= WORK REQUEST =
Begin at the line containing "Expected: one point per instance of the black tablecloth, each" and copy each line exactly through the end of the records, leaving out what comes before.

= Region pointing data =
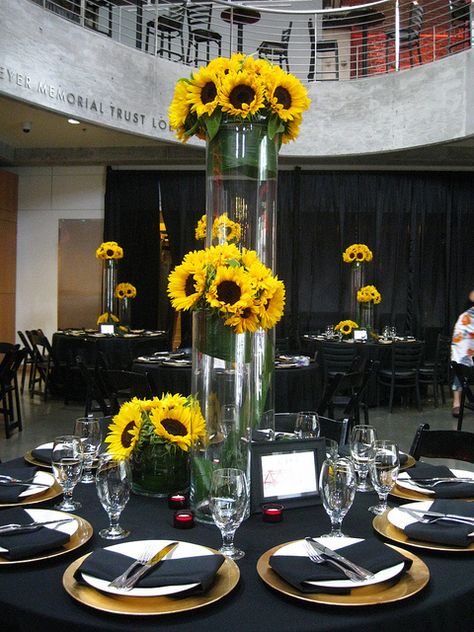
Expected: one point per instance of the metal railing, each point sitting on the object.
(326, 44)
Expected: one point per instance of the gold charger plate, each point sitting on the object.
(82, 534)
(41, 497)
(409, 584)
(383, 526)
(226, 580)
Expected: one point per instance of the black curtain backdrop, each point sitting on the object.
(419, 225)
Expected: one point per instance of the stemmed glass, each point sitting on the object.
(362, 452)
(337, 484)
(67, 461)
(384, 470)
(113, 488)
(88, 429)
(228, 504)
(307, 425)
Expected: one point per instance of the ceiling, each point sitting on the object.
(54, 141)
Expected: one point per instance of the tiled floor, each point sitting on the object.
(44, 420)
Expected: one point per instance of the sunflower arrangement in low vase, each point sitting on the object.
(156, 436)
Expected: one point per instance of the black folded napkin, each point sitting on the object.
(108, 565)
(371, 554)
(42, 454)
(442, 490)
(24, 545)
(444, 532)
(11, 493)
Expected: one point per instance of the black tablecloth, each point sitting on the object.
(296, 388)
(32, 596)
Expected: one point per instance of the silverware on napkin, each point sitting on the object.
(363, 573)
(156, 559)
(420, 513)
(8, 529)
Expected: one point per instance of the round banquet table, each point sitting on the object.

= WRITTEN ANSWER =
Expected: one point per instance of the black tablecloth, each point sitting on the object.
(296, 388)
(32, 596)
Expected: one point per instance of the silverware on napkin, each point sitting on the object.
(363, 573)
(156, 559)
(420, 513)
(8, 529)
Expected: one point per instance of the round banquet table, each point sitting on the object.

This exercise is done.